⟨

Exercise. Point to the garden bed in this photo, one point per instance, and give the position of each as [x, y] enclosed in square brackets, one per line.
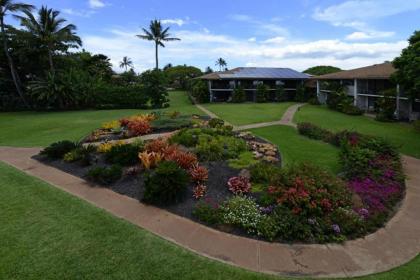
[234, 181]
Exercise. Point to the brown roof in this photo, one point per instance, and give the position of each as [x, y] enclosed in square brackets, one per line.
[377, 71]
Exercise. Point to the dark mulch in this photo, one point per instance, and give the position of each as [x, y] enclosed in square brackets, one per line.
[133, 186]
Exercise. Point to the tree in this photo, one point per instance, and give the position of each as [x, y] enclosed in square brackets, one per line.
[221, 63]
[408, 67]
[157, 34]
[6, 7]
[49, 29]
[208, 70]
[321, 70]
[125, 63]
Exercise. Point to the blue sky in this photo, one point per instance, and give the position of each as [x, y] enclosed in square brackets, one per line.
[272, 33]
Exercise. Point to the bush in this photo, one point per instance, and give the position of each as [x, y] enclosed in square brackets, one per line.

⟩

◆ Task goal ◆
Render every line of the listing above as a JSON list of strings, one string per line, skipping blank lines and leaving out the picture.

◆ Response for this exercise ◆
[
  "Exercise. Point to the garden bed in this photo, one point per instance, and give the position of each as [x, y] enclosed in square brackets, one per line.",
  "[234, 181]",
  "Exercise. Point to the brown roof in this photo, one point per instance, and give the position of each as [x, y] enclosed in square brackets, one per line.",
  "[377, 71]",
  "Exercise. Point to the dark mulch in this photo, one point per instance, and give the position of each as [x, y] enclosed in square brackets, one per line.",
  "[133, 186]",
  "Exercise. Point to the tree in this photo, one point per instance, and give the position of each as [x, y] enclosed in square brackets, one per line.",
  "[221, 63]",
  "[408, 67]",
  "[157, 34]",
  "[6, 7]",
  "[49, 29]",
  "[208, 70]",
  "[321, 70]",
  "[125, 63]",
  "Exercise. Point to the blue sky in this photo, one point per instance, and give the position of each as [x, y] enclosed in square brackets, one per line.",
  "[272, 33]",
  "Exercise. Point to the bush in this photo, one point per instance, and give the position of each as [x, y] enclosed in square brackets, one per line."
]